◆ EXERCISE ◆
Can you turn the data below, from the line containing "the river, which" up to and including its final line, into a numbered list with blank lines omitted?

◆ TASK INPUT ◆

========

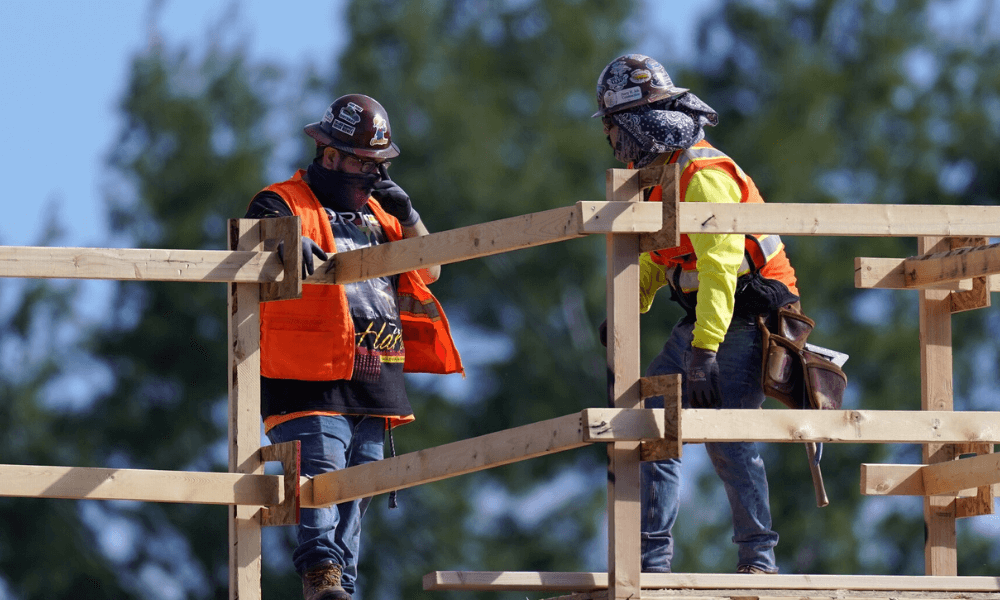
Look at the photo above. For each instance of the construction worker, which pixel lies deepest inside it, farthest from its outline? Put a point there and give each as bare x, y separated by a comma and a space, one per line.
723, 281
332, 362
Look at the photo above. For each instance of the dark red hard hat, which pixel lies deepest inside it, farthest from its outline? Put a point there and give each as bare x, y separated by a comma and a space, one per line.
633, 80
357, 124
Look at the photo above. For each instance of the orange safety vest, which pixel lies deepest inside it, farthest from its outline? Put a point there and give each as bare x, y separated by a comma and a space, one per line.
312, 338
768, 252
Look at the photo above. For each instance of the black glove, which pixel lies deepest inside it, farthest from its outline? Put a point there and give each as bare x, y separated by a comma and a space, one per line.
394, 200
309, 248
703, 379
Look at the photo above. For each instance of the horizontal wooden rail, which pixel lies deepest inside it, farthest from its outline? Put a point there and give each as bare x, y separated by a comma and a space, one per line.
846, 426
135, 264
190, 487
484, 452
486, 239
888, 220
582, 582
944, 478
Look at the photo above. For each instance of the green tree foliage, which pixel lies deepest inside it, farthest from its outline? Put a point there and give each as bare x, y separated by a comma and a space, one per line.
854, 101
191, 154
40, 347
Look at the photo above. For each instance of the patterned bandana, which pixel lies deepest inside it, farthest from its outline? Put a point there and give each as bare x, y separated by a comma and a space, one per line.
646, 131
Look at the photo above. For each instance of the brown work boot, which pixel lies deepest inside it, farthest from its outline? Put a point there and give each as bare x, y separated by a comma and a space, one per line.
754, 570
322, 582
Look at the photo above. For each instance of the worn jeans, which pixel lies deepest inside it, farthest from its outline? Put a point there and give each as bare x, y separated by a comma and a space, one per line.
738, 464
330, 443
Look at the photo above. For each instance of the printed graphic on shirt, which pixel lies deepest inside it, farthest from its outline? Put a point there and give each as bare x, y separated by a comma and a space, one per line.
373, 305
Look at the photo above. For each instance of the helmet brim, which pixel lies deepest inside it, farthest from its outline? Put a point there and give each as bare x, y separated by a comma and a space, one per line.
315, 131
667, 95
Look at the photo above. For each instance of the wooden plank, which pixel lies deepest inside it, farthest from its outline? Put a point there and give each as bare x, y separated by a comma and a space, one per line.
953, 477
244, 416
448, 460
619, 217
670, 446
889, 273
286, 231
623, 389
839, 426
562, 581
464, 243
979, 295
940, 543
188, 487
615, 424
669, 235
134, 264
952, 265
893, 220
289, 455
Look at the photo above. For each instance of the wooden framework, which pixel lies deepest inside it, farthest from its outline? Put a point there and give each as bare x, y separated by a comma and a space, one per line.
951, 274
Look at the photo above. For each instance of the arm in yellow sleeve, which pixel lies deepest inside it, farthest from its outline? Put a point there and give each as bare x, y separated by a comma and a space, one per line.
719, 259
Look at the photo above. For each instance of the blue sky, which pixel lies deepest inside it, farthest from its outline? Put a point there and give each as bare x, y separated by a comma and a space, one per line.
63, 69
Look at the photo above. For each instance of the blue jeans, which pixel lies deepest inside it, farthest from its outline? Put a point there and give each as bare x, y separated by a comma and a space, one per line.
738, 464
330, 443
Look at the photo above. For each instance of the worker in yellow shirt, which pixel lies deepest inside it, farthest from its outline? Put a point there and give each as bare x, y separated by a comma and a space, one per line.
723, 281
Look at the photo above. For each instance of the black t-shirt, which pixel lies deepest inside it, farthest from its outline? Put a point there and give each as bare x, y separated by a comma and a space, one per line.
376, 386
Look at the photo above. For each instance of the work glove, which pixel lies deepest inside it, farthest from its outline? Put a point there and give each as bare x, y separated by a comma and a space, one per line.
394, 200
309, 248
703, 379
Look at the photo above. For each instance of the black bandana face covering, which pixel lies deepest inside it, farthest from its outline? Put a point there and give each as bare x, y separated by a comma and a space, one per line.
345, 192
645, 132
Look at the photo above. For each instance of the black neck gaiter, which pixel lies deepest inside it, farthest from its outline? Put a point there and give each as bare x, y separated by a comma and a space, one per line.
344, 192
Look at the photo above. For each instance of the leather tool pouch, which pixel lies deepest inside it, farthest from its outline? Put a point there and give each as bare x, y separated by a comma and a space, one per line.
791, 374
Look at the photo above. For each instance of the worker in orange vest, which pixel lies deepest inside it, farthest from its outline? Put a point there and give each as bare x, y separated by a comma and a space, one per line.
723, 281
332, 362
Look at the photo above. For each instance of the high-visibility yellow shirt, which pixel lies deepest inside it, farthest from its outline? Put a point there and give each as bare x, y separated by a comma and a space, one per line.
719, 258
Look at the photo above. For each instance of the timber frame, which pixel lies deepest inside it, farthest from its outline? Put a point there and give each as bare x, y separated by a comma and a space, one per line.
955, 271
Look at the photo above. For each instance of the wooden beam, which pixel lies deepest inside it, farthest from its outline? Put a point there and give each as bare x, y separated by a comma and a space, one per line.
244, 416
581, 582
448, 460
188, 487
133, 264
979, 295
950, 478
622, 252
940, 543
889, 274
619, 217
953, 265
591, 425
669, 446
286, 231
892, 220
289, 454
839, 426
474, 241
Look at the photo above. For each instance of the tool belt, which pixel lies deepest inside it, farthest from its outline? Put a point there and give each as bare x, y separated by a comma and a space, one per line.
791, 374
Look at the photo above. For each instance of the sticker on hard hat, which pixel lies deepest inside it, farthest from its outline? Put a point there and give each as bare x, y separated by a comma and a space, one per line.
612, 98
381, 127
344, 127
639, 76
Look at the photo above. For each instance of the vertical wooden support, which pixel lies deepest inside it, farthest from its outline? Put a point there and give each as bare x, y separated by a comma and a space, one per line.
940, 554
623, 392
244, 417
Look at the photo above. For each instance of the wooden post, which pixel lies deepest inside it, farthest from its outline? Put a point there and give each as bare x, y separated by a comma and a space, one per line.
940, 552
244, 417
623, 392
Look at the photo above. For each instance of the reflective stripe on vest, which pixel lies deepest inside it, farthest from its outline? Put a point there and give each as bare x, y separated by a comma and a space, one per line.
769, 244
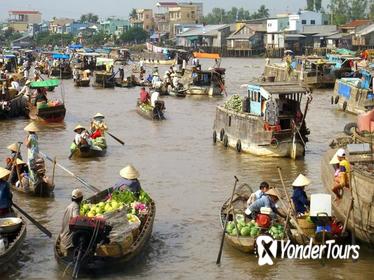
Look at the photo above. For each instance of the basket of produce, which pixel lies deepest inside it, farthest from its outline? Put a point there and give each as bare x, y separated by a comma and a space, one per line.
8, 225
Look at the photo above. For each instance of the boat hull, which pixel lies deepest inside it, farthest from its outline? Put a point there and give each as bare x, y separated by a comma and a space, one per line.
351, 99
10, 255
231, 128
362, 221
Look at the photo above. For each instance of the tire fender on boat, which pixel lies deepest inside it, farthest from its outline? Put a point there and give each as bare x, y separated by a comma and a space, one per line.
214, 136
239, 146
221, 134
337, 99
344, 105
225, 141
274, 142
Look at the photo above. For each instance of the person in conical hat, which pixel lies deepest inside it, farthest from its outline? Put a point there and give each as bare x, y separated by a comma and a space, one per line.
268, 200
299, 197
129, 180
71, 211
98, 126
5, 193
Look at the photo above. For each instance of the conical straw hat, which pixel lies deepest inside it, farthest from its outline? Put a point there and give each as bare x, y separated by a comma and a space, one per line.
78, 127
301, 181
20, 162
4, 172
272, 192
129, 172
99, 115
334, 159
13, 147
31, 127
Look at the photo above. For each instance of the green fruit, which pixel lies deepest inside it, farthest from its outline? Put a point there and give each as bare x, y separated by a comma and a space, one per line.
245, 231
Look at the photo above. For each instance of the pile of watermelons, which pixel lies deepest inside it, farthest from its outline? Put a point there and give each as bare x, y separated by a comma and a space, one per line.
234, 103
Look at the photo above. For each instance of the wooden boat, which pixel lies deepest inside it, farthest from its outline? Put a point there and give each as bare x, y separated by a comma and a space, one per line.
13, 107
354, 95
208, 83
101, 260
82, 83
148, 112
245, 244
48, 112
266, 124
89, 152
361, 190
103, 79
15, 241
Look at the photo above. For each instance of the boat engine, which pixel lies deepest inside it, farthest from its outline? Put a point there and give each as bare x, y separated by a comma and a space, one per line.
87, 234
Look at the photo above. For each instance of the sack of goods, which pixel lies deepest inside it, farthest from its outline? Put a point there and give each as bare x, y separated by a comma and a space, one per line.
234, 103
99, 142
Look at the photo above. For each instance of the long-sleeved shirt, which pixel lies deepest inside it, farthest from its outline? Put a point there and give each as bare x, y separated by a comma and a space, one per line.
66, 237
300, 200
264, 201
5, 195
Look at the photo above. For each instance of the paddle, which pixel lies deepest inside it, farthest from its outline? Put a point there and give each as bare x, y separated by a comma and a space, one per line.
116, 138
225, 224
90, 187
31, 219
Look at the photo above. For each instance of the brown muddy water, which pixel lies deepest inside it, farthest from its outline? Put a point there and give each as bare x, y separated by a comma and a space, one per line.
186, 174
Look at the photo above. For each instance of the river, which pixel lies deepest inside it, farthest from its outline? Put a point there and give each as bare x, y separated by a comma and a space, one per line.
187, 175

========

◆ WRITTEN ANSWER ◆
1. Look at the photo above. For each instance of the river, which pixel lies deepest inside it, farthest from its outline? Put a point there and give each as bare x, y separated by a comma and a space, one per line.
2. 187, 175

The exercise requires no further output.